• **Tasks and exercises**:
A – Answer these questions from the genome sequencing notes:
(i) Which start and stop codons are searched for in prokaryotes?
(ii) What can computers use to spot ORF's in eukaryotes?
(iii) What is the first problem listed for sequencing eukaryotic genomes?
B – Output the part of the genome sequencing notes that begins at the words "Understanding the genome" and stops after the words "of known genes.".

• **Text excerpt**:
+++++

           4. 1K pieces are put into plasmids & plasmids copied
           5. copies are sequenced
           6. pieces are overlapped in sequence creating the entire 160KB  sequenced






 Understanding the genome sequence
       the genome sequence is like a parts list or dictionary, except that it has no
               punctuation "doormotorwheeltirewindowradiatorfendernutbolt"
       one needs to annotate the sequence by finding gene (coding segments),
               called Open Reading Frames (ORF's)
                   in prokaryote:  look for start (5'ATG'3) and stop (5'TGA'3) codons. Computers
                                          can also search for promoters, operators, regulators.
                   in eukaryotes:  introns & exons present a problem; known sequences of cDNA
                                          probes can be used by computers to spot ORF's.

       Open reading frames: once found one can check sequence against catalogs of known genes.           





   Problems in Sequences eukaryotic genomes...
       1.  size:
                Humans contain up to 2,000 more DNA bp's than other organisms (table)

+++++

(Stored data entries)
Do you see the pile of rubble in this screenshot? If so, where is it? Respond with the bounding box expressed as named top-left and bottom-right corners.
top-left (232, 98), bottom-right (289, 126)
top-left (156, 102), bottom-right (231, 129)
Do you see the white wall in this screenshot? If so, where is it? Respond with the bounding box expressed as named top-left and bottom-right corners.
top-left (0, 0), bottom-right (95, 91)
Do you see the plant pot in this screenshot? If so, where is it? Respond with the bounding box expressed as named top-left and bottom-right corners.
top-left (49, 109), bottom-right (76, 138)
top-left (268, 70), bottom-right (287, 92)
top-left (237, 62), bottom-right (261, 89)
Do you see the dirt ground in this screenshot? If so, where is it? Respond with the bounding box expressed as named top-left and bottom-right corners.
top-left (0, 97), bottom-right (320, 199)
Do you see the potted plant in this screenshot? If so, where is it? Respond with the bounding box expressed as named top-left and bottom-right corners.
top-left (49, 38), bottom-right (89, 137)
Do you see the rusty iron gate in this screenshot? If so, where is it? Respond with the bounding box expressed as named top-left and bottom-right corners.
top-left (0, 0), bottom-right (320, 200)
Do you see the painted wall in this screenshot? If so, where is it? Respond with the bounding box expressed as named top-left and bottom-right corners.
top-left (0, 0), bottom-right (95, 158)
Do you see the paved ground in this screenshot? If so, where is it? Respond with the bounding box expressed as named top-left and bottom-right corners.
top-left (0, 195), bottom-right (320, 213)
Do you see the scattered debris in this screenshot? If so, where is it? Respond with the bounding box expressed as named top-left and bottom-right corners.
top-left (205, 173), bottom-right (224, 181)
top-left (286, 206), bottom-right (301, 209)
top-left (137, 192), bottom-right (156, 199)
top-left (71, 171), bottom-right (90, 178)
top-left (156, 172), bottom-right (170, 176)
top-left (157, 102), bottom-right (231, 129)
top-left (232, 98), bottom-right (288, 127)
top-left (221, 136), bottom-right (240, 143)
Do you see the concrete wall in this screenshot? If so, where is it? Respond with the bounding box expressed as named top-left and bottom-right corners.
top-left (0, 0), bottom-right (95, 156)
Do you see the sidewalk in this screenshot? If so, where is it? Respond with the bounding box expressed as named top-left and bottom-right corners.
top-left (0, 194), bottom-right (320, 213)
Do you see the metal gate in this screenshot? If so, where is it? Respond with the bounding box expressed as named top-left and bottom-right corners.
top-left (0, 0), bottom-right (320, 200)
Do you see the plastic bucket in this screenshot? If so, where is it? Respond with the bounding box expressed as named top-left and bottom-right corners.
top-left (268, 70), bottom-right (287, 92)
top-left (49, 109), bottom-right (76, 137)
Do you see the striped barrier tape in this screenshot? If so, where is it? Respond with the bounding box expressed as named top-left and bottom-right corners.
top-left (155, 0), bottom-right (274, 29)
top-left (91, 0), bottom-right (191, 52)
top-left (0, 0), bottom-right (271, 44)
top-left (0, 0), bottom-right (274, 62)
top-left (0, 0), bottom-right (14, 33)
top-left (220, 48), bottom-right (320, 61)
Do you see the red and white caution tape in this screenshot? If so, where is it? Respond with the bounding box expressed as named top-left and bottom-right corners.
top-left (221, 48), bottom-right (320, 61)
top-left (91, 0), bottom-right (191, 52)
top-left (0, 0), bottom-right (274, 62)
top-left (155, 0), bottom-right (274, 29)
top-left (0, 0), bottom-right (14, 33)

+++++

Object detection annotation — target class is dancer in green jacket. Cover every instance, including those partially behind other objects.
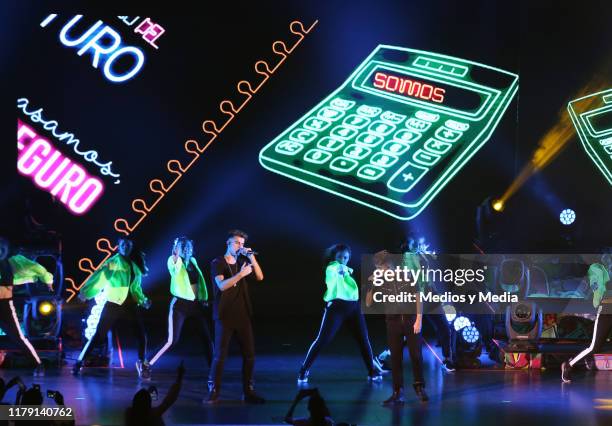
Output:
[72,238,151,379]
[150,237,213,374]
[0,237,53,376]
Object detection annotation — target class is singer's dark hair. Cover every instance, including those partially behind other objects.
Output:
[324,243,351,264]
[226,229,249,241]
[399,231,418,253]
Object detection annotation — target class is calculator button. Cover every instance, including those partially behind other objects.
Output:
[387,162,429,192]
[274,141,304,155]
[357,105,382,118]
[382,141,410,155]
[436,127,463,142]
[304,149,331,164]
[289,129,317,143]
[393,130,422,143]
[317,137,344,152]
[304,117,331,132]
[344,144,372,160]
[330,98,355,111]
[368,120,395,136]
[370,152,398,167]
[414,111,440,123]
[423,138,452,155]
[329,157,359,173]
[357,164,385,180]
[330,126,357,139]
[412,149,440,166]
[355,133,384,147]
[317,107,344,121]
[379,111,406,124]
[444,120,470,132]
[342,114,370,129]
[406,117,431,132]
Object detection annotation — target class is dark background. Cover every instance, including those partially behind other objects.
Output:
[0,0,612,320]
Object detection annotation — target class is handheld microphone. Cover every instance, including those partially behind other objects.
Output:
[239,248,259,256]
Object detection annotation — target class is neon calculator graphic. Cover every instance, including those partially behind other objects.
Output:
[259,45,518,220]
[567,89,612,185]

+++++

• **List of solutions**:
A –
(i) The start codon 5'ATG'3 and the stop codon 5'TGA'3.
(ii) Known sequences of cDNA probes.
(iii) Size.

B –
Understanding the genome sequence
       the genome sequence is like a parts list or dictionary, except that it has no
               punctuation "doormotorwheeltirewindowradiatorfendernutbolt"
       one needs to annotate the sequence by finding gene (coding segments),
               called Open Reading Frames (ORF's)
                   in prokaryote:  look for start (5'ATG'3) and stop (5'TGA'3) codons. Computers
                                          can also search for promoters, operators, regulators.
                   in eukaryotes:  introns & exons present a problem; known sequences of cDNA
                                          probes can be used by computers to spot ORF's.

       Open reading frames: once found one can check sequence against catalogs of known genes.